MATERIAL TO PROCESS:
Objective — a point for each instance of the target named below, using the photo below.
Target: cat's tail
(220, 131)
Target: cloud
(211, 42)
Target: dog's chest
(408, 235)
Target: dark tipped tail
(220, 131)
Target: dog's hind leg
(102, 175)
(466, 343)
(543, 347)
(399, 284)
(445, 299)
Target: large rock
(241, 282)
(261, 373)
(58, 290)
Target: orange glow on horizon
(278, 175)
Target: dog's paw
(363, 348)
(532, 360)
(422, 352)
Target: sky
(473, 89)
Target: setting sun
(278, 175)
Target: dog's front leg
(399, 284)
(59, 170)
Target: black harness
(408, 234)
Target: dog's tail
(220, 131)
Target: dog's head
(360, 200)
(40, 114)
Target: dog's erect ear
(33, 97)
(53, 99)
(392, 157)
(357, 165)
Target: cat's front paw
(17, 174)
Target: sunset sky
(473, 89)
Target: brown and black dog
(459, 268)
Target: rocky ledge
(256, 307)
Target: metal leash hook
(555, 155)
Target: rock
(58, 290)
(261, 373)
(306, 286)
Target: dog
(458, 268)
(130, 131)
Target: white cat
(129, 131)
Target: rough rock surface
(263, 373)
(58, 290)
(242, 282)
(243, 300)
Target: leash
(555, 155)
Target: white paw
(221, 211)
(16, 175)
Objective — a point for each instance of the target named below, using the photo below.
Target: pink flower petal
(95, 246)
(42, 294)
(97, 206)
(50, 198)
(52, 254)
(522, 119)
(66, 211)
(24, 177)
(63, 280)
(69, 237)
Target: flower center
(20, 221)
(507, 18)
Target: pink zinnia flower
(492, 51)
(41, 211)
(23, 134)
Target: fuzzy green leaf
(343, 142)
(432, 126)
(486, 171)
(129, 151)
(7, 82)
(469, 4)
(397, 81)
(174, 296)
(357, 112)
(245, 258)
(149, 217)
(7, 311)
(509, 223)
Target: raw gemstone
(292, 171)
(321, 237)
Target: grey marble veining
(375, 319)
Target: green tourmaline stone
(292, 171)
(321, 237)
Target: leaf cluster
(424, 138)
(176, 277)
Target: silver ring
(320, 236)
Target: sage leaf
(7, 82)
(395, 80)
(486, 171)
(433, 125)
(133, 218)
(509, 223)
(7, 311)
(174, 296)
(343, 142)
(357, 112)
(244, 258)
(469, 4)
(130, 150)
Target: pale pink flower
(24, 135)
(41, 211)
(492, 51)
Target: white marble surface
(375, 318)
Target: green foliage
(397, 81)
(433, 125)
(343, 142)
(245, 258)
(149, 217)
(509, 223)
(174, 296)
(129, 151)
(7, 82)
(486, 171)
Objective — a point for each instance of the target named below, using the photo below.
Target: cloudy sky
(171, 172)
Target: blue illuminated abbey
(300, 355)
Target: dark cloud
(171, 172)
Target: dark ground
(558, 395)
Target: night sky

WHAT IS BEING ASKED: When you reach the end of the data above, set it all down again unchanged.

PROBLEM SOLUTION:
Objective — a point for each instance of the target named below, using the photo below.
Target: cat's tail
(220, 131)
Target: cloud
(211, 42)
Target: dog's chest
(408, 235)
Target: dark tipped tail
(220, 131)
Target: dog's hind leg
(102, 175)
(466, 343)
(543, 347)
(399, 284)
(445, 299)
Target: large rock
(241, 282)
(261, 373)
(58, 290)
Target: orange glow on horizon
(278, 175)
Target: dog's paw
(363, 348)
(532, 360)
(422, 352)
Target: sky
(473, 89)
Target: setting sun
(278, 175)
Target: dog's front leg
(399, 284)
(59, 170)
Target: black harness
(408, 234)
Target: dog's tail
(220, 131)
Target: dog's head
(360, 200)
(40, 114)
Target: dog's erect ear
(33, 97)
(53, 99)
(392, 157)
(357, 165)
Target: cat's front paw
(17, 174)
Target: sunset sky
(473, 89)
Target: brown and black dog
(459, 268)
Target: rocky ledge
(256, 307)
Target: metal leash hook
(555, 155)
Target: rock
(58, 290)
(261, 373)
(306, 286)
Target: dog
(458, 268)
(130, 131)
Target: white cat
(129, 131)
Target: rough rock surface
(263, 373)
(58, 290)
(242, 282)
(243, 300)
Target: leash
(555, 155)
Target: white paw
(221, 211)
(16, 175)
Objective — a point for each instance of the target named below, using the photo below.
Target: pink flower petal
(95, 246)
(42, 294)
(97, 206)
(50, 198)
(52, 254)
(522, 119)
(66, 211)
(24, 177)
(63, 280)
(69, 237)
Target: flower center
(20, 221)
(507, 18)
Target: pink zinnia flower
(492, 51)
(41, 211)
(23, 134)
Target: fuzzy green leaf
(343, 142)
(432, 126)
(486, 171)
(129, 151)
(7, 82)
(469, 4)
(397, 81)
(174, 296)
(357, 112)
(245, 258)
(149, 217)
(7, 311)
(509, 223)
Target: raw gemstone
(292, 171)
(321, 237)
Target: grey marble veining
(375, 319)
Target: green tourmaline stone
(292, 171)
(321, 237)
Target: leaf cluster
(424, 138)
(176, 277)
Target: silver ring
(320, 236)
Target: sage leaf
(7, 82)
(395, 80)
(486, 171)
(433, 125)
(133, 218)
(509, 223)
(7, 311)
(174, 296)
(343, 142)
(357, 112)
(244, 258)
(469, 4)
(130, 150)
Target: pale pink flower
(24, 135)
(41, 211)
(492, 51)
Target: white marble surface
(375, 318)
Target: green foliage
(397, 81)
(433, 125)
(343, 142)
(245, 258)
(149, 217)
(509, 223)
(174, 296)
(129, 151)
(7, 82)
(486, 171)
Objective — a point for each instance of the target named below, using the photo below.
Target: cloudy sky
(171, 172)
Target: blue illuminated abbey
(300, 355)
Target: dark cloud
(171, 172)
Target: dark ground
(558, 395)
Target: night sky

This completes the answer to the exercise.